Directions:
A) In the abstention footnotes, what did the New Orleans Public Service decision hold ratemaking to be?
B) Summarize the abstention footnotes in two sentences.

Supplied passage:
_ _ _ _ _

See Reiman v. Smith, 12 F.3d 222, 223-25 (D.C.Cir.1993) (applying Colorado River abstention analysis to parallel Superior Court proceeding). In Moses H. Cone Memorial Hospital v. Mercury Construction Corp., the Court noted that Colorado River abstention “rest[s] not on considerations of state-federal comity, … but on considerations of wise judicial administration, giving regard to conservation of judicial resources and comprehensive disposition of litigation.” 460 U.S. 1, 14-15, 103 S.Ct. 927, 936-37, 74 L.Ed.2d 765 (1983) (internal quotation marks omitted).

21

The Supreme Court has also appliedPullman abstention to Puerto Rico. See Fornaris v. Ridge Tool Co., 400 U.S. 41, 44, 91 S.Ct. 156, 158, 27 L.Ed.2d 174 (1970) (directing the district court to stay its decision regarding the constitutionality of a Puerto Rico law until the Puerto Rico Supreme Court was given an opportunity to construe it in a way that might avoid constitutional infirmity).

22

See Ohio Civil Rights Comm’n, 477 U.S. at 627 & n. 2, 106 S.Ct. at 2722-23 n. 2 (finding that an employment discrimination complaint filed in an administrative proceeding by a state civil rights commission was judicial in nature); Middlesex County, 457 U.S. at 433-34, 102 S.Ct. at 2522 (holding that bar disciplinary proceedings were “judicial in nature”); see also New Orleans Pub. Serv., 491 U.S. at 370-71, 109 S.Ct. at 2519-20 (explaining that the “proper characterization” of a proceeding “depends not upon the character of the body but upon the character of the proceedings,” and holding that “a judicial inquiry investigates, declares and enforces liabilities as they stand on present or past facts and under laws supposed already to exist,” while a legislative inquiry “looks to the future and changes existing conditions by making a new rule to be applied thereafter”) (internal quotation marks omitted); id at 371, 109 S.Ct. at 2519-20 (holding that ratemaking is “an essentially legislative act” and not a judicial one).

_ _ _ _ _

Dataset entries:
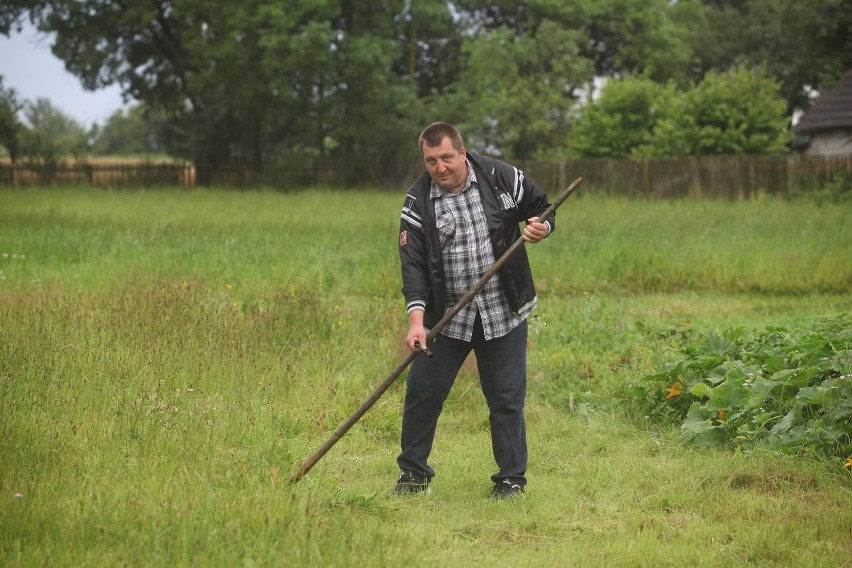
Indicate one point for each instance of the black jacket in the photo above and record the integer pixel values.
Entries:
(508, 199)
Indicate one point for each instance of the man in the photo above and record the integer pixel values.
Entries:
(459, 217)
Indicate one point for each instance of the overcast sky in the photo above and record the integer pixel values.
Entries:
(28, 66)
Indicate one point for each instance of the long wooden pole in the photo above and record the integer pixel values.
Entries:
(433, 333)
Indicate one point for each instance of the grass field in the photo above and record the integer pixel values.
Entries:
(168, 358)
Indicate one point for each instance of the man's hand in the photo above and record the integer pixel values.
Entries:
(416, 332)
(534, 231)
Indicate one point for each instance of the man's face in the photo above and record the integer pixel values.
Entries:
(446, 165)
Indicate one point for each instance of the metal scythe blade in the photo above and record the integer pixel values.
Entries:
(436, 330)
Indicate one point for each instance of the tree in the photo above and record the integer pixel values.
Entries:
(804, 44)
(52, 134)
(131, 131)
(622, 119)
(11, 129)
(739, 111)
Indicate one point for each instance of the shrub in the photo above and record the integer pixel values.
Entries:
(777, 388)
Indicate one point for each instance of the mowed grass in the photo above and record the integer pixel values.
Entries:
(168, 358)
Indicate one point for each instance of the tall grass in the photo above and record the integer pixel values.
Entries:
(168, 358)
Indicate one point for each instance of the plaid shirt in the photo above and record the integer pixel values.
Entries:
(468, 255)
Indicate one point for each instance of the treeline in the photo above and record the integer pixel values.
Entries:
(266, 83)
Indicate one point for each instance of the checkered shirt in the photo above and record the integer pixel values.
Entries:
(468, 255)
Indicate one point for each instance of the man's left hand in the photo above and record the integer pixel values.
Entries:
(534, 231)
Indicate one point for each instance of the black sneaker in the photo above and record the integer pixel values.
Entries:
(506, 489)
(410, 483)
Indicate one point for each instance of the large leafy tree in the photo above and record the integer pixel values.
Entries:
(739, 111)
(131, 131)
(804, 44)
(622, 119)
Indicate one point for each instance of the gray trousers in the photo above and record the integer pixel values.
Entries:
(502, 368)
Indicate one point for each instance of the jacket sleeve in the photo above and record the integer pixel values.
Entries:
(413, 255)
(531, 199)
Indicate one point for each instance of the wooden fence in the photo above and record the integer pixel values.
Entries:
(715, 176)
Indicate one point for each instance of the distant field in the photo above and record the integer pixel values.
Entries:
(168, 358)
(110, 160)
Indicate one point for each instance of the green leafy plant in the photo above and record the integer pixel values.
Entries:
(777, 388)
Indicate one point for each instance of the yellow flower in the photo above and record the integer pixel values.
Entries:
(675, 390)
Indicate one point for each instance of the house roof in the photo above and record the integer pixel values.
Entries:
(833, 109)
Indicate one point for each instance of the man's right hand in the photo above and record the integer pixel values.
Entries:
(416, 332)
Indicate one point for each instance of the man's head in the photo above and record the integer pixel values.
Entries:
(444, 155)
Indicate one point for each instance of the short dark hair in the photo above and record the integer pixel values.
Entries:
(435, 133)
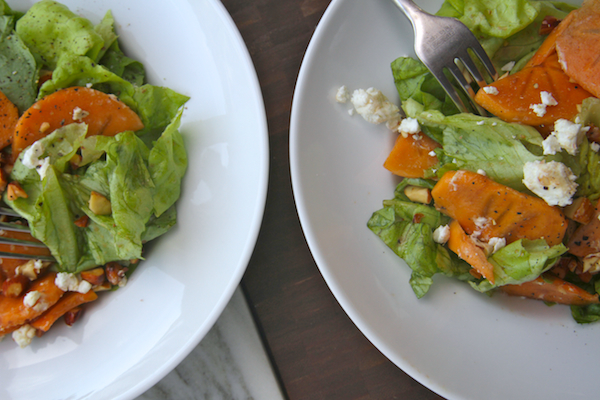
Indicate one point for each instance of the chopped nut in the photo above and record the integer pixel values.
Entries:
(115, 273)
(581, 210)
(75, 161)
(73, 315)
(94, 276)
(15, 286)
(82, 221)
(14, 191)
(101, 288)
(3, 180)
(418, 194)
(99, 204)
(44, 127)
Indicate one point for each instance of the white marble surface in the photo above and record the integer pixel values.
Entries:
(229, 363)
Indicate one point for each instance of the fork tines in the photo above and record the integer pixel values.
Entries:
(18, 227)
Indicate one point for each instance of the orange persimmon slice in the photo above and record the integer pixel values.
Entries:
(69, 301)
(553, 289)
(517, 93)
(577, 46)
(466, 249)
(14, 313)
(103, 113)
(411, 156)
(495, 210)
(9, 114)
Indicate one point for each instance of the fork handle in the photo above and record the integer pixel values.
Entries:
(411, 10)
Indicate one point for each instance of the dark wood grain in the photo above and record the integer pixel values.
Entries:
(316, 349)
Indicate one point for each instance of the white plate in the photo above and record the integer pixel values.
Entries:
(133, 337)
(461, 344)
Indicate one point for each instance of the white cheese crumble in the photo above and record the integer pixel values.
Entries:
(374, 107)
(24, 335)
(554, 182)
(548, 99)
(31, 298)
(538, 109)
(31, 156)
(79, 114)
(497, 244)
(342, 95)
(68, 282)
(31, 159)
(508, 66)
(493, 90)
(441, 234)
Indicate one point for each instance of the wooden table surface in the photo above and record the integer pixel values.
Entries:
(315, 348)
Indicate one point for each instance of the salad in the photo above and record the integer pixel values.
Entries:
(506, 203)
(92, 160)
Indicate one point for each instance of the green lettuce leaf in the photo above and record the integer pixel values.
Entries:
(50, 30)
(413, 241)
(117, 167)
(521, 261)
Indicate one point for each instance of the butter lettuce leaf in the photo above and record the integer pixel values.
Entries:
(120, 170)
(50, 30)
(396, 226)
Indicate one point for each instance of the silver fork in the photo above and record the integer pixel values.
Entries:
(439, 43)
(17, 227)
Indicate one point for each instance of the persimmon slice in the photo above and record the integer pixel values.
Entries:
(9, 114)
(466, 249)
(577, 46)
(495, 210)
(103, 113)
(411, 156)
(517, 93)
(553, 289)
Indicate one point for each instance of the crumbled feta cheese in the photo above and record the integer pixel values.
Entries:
(508, 66)
(481, 222)
(24, 335)
(568, 135)
(31, 156)
(538, 109)
(497, 244)
(409, 125)
(342, 95)
(31, 298)
(79, 114)
(550, 145)
(441, 234)
(374, 107)
(548, 99)
(553, 181)
(493, 90)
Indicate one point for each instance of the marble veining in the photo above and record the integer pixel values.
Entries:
(229, 363)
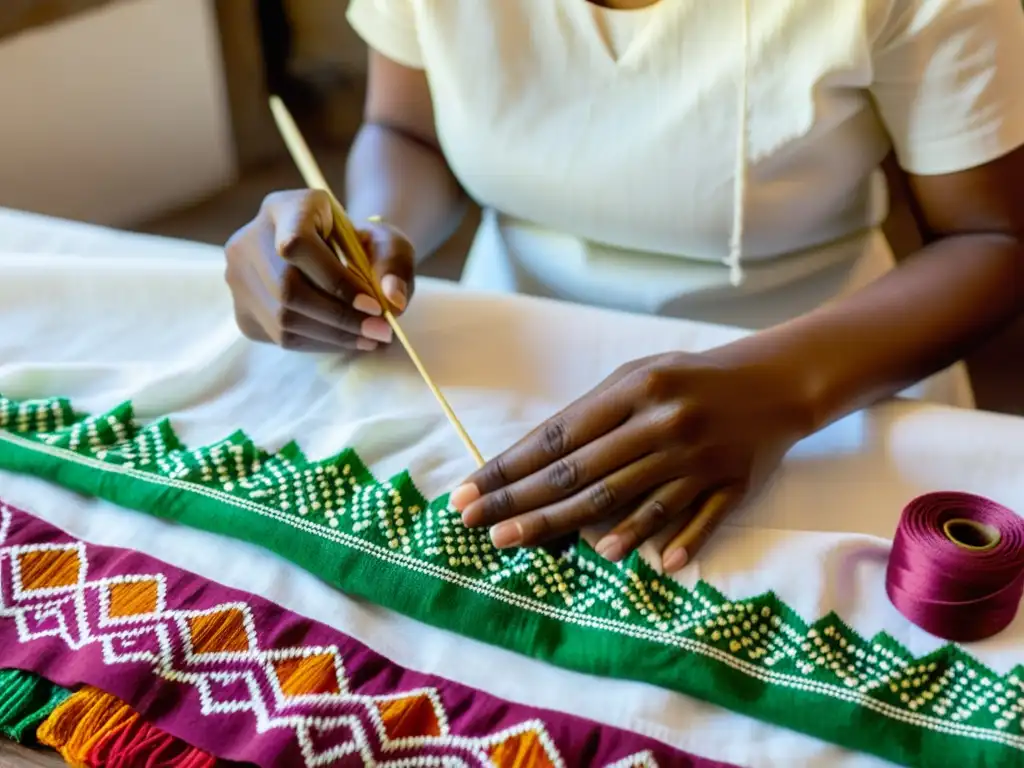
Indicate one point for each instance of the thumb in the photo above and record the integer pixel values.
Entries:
(394, 261)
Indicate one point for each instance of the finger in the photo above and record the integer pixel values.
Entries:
(563, 477)
(302, 298)
(288, 328)
(593, 504)
(305, 334)
(688, 542)
(394, 262)
(300, 231)
(651, 516)
(591, 417)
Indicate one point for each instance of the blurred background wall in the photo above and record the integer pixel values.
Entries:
(151, 115)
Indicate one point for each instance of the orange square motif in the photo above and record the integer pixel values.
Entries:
(303, 676)
(221, 632)
(133, 598)
(49, 568)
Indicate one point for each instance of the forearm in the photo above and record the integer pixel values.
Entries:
(940, 304)
(406, 182)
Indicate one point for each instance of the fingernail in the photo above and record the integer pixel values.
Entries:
(395, 291)
(463, 496)
(366, 345)
(507, 535)
(675, 560)
(368, 305)
(611, 548)
(376, 329)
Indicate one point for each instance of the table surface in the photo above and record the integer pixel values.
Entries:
(20, 15)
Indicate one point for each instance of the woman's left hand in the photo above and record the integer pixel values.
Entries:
(667, 444)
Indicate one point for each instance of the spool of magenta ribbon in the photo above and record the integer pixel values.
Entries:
(956, 566)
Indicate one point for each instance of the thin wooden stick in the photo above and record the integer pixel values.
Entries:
(350, 253)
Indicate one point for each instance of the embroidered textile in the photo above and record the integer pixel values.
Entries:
(384, 542)
(247, 680)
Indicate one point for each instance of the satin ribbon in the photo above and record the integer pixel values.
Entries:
(956, 566)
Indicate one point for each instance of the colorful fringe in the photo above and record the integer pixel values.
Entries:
(170, 669)
(385, 543)
(88, 728)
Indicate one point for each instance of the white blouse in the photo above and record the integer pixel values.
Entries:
(603, 142)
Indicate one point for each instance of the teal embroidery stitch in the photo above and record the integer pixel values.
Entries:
(385, 543)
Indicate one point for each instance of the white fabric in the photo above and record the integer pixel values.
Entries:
(606, 139)
(158, 328)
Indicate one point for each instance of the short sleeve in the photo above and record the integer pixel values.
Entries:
(948, 82)
(389, 28)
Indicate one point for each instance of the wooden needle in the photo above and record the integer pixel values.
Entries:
(351, 254)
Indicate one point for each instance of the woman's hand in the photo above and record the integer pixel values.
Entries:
(667, 444)
(290, 289)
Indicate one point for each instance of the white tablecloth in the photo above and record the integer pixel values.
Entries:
(103, 316)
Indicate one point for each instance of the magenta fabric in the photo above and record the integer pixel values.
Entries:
(220, 670)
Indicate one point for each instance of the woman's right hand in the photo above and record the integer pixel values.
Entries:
(290, 289)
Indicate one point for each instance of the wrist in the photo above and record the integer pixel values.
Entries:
(793, 379)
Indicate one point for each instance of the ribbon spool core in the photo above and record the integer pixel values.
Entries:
(971, 535)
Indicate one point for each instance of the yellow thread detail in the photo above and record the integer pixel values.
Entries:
(223, 632)
(133, 599)
(521, 751)
(48, 568)
(307, 676)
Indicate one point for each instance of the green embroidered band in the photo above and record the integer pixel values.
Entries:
(385, 543)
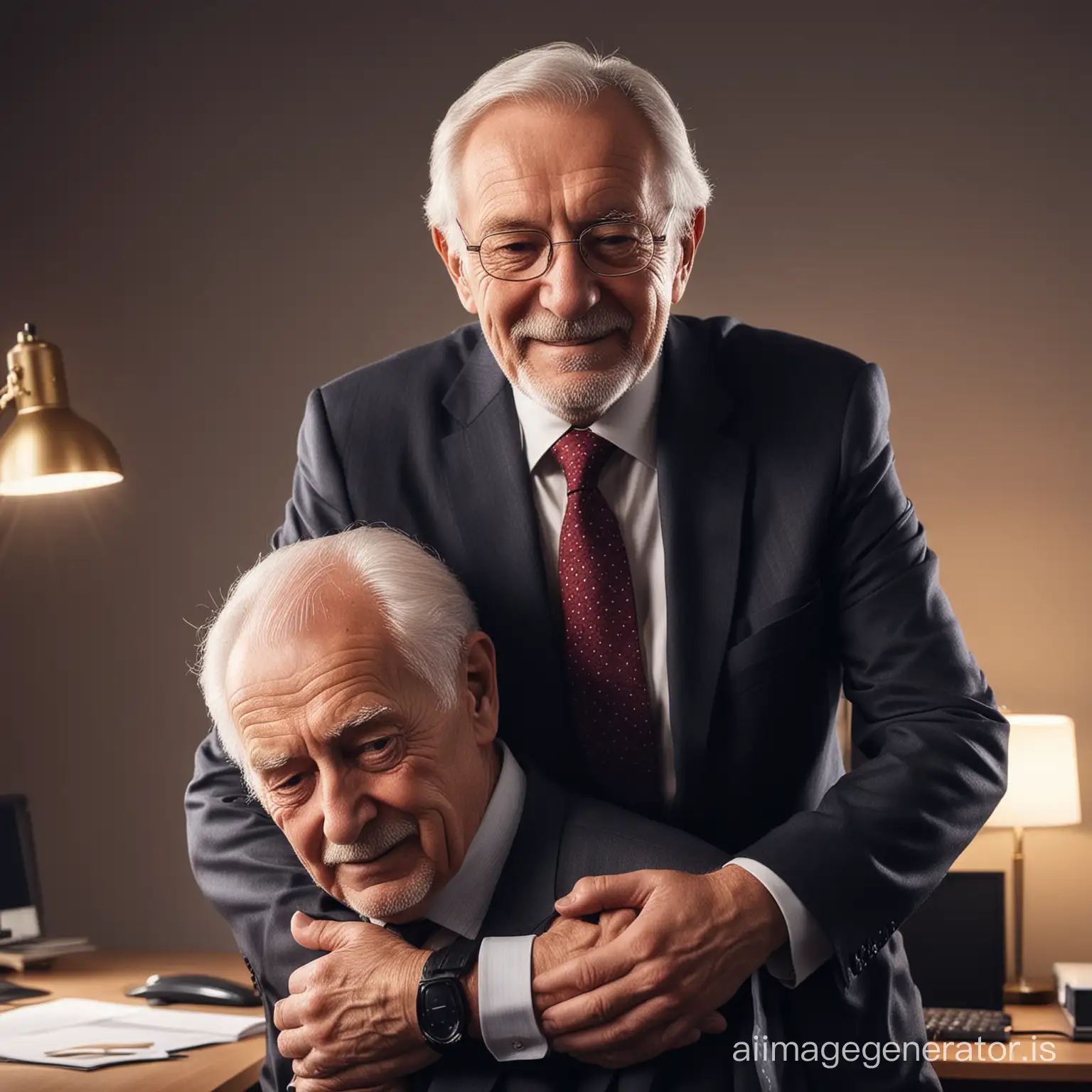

_ _ _ _ _

Answers below:
A) An essentially legislative act, not a judicial one.

B) The footnotes state that Colorado River abstention rests on wise judicial administration rather than state-federal comity, and that the Supreme Court has also applied Pullman abstention to Puerto Rico. They then cite cases on whether a proceeding is judicial in nature: a state civil rights commission's employment discrimination complaint and bar disciplinary proceedings were found judicial, and ratemaking was held essentially legislative.